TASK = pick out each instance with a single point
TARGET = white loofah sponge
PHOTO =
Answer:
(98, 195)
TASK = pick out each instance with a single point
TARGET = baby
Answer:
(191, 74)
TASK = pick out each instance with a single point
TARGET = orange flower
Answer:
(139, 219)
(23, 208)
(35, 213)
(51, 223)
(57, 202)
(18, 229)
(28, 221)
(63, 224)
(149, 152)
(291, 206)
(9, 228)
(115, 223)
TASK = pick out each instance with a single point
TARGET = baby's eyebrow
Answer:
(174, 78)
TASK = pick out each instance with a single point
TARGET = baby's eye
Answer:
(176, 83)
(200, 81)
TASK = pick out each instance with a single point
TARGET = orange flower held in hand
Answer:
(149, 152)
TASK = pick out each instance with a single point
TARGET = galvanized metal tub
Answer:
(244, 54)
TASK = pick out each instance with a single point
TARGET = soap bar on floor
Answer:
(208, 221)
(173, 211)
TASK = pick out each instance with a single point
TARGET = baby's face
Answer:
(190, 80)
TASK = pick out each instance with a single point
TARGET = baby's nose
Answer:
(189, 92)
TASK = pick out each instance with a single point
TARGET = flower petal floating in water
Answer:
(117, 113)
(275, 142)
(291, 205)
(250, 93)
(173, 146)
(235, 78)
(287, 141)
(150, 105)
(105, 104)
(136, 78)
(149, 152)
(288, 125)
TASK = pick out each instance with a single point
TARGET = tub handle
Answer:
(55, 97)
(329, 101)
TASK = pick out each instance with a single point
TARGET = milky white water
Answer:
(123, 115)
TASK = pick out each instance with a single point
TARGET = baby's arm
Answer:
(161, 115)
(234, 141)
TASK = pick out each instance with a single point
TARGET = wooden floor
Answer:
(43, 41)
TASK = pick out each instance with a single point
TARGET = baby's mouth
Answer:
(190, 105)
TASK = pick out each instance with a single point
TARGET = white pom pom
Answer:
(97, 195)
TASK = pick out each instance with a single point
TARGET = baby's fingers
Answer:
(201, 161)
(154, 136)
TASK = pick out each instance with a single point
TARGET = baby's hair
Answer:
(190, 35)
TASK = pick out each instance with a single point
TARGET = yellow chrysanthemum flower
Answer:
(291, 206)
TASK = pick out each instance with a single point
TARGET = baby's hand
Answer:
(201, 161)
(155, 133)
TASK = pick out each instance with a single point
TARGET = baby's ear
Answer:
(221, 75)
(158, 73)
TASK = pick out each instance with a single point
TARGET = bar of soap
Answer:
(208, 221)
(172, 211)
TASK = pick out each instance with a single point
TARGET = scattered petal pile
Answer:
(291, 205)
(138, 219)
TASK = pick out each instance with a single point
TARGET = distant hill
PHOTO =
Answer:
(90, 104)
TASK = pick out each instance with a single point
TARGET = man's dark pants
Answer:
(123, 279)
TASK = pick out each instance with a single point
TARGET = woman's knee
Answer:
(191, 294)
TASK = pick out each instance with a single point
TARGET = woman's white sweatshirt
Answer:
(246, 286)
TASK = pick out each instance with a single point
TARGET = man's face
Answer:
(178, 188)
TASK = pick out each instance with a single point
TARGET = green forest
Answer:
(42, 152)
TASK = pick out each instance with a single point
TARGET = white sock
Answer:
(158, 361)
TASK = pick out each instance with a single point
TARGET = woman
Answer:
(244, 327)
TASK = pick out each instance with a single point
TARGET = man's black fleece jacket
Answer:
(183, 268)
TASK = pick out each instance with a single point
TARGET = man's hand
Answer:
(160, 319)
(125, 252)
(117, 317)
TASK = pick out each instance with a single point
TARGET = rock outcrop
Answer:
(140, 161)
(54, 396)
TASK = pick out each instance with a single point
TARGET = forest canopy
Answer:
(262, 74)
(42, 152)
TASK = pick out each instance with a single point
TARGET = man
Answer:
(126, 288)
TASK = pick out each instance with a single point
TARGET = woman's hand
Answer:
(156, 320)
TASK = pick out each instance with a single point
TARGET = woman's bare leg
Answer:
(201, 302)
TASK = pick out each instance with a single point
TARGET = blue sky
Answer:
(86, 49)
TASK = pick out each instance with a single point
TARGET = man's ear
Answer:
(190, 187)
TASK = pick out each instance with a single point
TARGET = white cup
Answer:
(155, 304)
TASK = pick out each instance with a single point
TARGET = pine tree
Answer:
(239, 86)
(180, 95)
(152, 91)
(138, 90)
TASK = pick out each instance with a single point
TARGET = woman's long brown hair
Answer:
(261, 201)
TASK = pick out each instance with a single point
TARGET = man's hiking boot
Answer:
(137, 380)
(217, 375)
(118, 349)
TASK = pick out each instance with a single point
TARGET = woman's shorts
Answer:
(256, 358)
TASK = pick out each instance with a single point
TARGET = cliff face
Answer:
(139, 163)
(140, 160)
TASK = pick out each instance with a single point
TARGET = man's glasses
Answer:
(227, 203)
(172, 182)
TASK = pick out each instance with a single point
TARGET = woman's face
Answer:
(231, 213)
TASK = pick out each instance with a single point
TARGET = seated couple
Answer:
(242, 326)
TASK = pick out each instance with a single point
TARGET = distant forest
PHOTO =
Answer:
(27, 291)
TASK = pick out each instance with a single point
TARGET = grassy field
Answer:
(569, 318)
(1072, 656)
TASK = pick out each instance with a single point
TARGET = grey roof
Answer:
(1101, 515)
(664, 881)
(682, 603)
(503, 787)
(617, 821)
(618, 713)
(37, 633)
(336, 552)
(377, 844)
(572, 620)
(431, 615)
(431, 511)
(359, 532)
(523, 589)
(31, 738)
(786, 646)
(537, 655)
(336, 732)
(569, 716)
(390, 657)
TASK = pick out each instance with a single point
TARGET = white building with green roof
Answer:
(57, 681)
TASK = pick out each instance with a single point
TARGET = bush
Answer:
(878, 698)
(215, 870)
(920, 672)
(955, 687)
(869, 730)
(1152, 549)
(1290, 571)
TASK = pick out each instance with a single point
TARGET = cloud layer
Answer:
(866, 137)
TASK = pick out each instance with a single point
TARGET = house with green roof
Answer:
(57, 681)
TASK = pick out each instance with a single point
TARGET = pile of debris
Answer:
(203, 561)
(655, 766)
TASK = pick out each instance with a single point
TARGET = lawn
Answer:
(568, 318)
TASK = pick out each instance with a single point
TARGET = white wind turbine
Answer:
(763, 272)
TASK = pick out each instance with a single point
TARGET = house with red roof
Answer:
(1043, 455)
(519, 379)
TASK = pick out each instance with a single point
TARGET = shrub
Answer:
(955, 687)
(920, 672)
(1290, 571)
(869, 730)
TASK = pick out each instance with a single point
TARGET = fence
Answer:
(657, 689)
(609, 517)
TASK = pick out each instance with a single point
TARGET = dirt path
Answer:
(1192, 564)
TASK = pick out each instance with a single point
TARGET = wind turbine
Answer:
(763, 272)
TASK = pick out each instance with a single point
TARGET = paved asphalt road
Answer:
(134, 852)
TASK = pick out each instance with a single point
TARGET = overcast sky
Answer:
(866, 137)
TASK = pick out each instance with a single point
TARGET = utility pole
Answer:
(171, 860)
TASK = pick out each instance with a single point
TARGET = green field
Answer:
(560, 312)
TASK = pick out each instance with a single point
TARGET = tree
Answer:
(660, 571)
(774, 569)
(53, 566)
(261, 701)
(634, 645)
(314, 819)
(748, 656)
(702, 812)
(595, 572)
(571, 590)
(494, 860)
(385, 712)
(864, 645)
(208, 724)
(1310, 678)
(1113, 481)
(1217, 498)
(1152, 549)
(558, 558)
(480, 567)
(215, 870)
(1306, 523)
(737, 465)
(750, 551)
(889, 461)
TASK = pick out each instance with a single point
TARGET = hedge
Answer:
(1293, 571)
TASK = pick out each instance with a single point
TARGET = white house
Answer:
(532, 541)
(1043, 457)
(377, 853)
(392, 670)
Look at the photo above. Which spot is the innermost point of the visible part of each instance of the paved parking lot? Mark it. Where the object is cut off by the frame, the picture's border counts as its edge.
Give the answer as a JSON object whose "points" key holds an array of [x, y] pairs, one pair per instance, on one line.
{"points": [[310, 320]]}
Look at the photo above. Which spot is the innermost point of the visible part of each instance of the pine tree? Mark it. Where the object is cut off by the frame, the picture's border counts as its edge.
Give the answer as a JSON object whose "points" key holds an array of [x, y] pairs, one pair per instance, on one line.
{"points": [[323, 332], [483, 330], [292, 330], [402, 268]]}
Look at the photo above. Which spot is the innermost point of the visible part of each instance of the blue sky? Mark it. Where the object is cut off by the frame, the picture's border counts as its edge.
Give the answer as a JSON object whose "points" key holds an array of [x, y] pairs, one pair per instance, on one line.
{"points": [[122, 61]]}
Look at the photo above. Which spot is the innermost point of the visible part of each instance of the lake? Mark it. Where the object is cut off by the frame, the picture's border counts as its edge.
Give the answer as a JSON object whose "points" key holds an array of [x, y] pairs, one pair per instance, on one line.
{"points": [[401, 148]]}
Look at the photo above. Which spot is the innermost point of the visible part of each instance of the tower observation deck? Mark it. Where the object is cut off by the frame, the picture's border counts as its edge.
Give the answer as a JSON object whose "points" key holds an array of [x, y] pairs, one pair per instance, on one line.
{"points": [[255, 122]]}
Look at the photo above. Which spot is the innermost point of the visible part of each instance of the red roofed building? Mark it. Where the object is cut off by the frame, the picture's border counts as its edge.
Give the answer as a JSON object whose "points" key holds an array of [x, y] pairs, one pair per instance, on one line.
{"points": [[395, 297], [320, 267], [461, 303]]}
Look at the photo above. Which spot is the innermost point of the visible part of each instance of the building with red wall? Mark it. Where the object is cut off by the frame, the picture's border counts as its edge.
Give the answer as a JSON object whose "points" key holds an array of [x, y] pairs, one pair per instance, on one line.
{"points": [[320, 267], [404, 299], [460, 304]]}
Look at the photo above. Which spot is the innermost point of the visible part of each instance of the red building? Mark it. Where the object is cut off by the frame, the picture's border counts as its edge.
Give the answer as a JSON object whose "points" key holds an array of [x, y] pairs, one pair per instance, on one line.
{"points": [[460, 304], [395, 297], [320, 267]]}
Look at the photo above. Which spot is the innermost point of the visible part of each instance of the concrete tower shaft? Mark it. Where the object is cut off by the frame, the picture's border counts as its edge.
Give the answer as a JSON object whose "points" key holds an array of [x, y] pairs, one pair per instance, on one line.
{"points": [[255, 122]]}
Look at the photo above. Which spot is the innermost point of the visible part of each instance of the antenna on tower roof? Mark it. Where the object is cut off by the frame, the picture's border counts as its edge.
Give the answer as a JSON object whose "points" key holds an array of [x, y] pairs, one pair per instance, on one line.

------------------------------

Considering each line of the material above, count those with the word "paved" and give only the number.

2